> AIM OF THE EXERCISE
Give again the line that contains "Query: gray comforter", plus every line after it to the end of the records, unchanged.

Dataset items
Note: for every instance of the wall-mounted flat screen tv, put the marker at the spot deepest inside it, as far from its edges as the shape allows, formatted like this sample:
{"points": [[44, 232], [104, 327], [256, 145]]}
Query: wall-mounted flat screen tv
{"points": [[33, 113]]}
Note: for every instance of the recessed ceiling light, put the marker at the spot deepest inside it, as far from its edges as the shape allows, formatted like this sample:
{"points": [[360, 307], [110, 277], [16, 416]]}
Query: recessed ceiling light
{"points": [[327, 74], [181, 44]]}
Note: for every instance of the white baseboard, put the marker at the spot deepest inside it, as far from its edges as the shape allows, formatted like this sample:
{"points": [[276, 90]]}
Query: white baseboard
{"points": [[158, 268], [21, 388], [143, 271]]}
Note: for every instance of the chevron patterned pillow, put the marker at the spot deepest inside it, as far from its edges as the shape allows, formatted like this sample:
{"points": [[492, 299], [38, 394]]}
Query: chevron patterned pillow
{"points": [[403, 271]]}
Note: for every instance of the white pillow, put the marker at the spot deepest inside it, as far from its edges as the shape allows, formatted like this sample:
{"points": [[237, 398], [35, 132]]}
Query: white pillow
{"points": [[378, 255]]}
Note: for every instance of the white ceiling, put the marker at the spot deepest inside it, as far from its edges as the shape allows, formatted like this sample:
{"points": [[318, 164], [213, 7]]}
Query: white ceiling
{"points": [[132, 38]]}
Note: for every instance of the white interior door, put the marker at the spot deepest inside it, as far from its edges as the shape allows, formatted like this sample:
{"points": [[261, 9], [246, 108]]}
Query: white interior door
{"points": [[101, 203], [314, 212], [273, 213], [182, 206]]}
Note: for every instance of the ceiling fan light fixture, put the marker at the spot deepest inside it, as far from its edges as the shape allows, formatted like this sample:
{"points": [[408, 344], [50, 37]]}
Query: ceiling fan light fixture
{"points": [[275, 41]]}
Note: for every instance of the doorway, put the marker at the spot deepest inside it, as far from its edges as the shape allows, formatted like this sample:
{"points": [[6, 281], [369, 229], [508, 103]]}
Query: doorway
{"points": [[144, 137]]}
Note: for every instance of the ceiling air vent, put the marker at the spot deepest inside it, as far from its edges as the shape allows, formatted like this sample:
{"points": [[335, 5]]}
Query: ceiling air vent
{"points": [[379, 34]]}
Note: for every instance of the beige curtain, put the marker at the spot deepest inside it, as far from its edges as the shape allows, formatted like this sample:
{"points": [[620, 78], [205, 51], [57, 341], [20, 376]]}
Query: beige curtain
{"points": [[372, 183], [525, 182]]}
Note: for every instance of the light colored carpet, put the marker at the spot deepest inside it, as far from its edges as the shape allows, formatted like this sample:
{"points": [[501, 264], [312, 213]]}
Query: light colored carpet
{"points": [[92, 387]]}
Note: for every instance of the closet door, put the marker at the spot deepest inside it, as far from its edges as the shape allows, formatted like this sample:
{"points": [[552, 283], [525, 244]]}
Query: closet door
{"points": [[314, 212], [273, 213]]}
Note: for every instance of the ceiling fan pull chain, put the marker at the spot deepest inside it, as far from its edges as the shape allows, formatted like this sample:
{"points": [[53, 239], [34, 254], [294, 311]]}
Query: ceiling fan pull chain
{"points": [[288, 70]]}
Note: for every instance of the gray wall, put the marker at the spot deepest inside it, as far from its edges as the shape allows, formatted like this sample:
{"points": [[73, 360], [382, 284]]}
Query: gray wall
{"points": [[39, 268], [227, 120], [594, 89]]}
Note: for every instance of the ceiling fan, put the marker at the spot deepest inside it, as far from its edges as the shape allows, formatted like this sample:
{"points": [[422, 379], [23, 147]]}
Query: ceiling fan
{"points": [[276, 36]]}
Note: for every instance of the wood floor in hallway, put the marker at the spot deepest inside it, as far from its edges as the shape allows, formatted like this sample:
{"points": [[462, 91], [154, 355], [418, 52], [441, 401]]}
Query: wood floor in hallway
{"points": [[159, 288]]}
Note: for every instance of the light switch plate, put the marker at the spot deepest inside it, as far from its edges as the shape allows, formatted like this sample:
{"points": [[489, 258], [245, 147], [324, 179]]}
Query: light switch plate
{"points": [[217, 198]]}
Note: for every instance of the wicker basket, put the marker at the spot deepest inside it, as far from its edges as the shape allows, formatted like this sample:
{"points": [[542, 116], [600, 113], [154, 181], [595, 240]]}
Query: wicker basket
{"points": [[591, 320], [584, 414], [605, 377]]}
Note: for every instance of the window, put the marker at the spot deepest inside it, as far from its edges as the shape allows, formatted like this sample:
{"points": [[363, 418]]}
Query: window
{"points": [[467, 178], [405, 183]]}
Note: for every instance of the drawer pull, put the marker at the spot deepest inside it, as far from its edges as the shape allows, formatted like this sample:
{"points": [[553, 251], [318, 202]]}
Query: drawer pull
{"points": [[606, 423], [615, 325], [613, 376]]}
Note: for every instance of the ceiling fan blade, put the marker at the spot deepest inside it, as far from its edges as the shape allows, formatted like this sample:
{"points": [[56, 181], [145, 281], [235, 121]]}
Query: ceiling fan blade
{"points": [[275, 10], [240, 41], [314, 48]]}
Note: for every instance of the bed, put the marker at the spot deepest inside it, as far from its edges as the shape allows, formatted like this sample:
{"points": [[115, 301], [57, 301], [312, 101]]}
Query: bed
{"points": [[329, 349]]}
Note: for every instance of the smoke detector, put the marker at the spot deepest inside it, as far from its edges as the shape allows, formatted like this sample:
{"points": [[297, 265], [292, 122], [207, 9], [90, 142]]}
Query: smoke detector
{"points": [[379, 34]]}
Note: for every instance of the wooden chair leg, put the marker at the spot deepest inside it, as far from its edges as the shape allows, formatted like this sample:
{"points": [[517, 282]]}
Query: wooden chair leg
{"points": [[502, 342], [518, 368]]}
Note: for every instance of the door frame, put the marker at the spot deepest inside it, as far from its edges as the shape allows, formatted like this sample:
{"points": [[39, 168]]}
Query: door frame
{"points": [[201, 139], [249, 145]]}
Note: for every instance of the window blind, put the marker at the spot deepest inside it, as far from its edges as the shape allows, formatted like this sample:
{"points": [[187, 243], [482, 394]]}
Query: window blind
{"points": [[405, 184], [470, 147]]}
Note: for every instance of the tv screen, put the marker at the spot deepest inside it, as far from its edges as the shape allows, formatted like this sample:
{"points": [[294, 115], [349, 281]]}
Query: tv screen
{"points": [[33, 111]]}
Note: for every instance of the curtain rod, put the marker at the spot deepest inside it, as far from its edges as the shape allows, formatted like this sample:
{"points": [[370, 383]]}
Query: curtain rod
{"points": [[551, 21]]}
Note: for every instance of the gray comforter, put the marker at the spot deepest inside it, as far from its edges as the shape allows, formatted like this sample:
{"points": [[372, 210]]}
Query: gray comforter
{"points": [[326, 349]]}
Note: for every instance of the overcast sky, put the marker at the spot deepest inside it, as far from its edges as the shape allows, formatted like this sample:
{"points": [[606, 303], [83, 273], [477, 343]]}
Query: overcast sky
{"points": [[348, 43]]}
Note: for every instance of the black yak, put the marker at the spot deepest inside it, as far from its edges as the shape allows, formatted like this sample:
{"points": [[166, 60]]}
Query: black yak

> TASK SOLUTION
Query: gray comforter
{"points": [[326, 349]]}
Note: for every instance of the overcast sky, put the marker at the spot deepest inside it, as far from its edges as the shape allows, formatted like this sample:
{"points": [[606, 303], [83, 273], [477, 343]]}
Query: overcast sky
{"points": [[348, 43]]}
Note: for every instance of the black yak, put the marker at the spot deepest inside it, as far from its edges as the shape allows, formatted like this sample:
{"points": [[166, 60]]}
Query: black yak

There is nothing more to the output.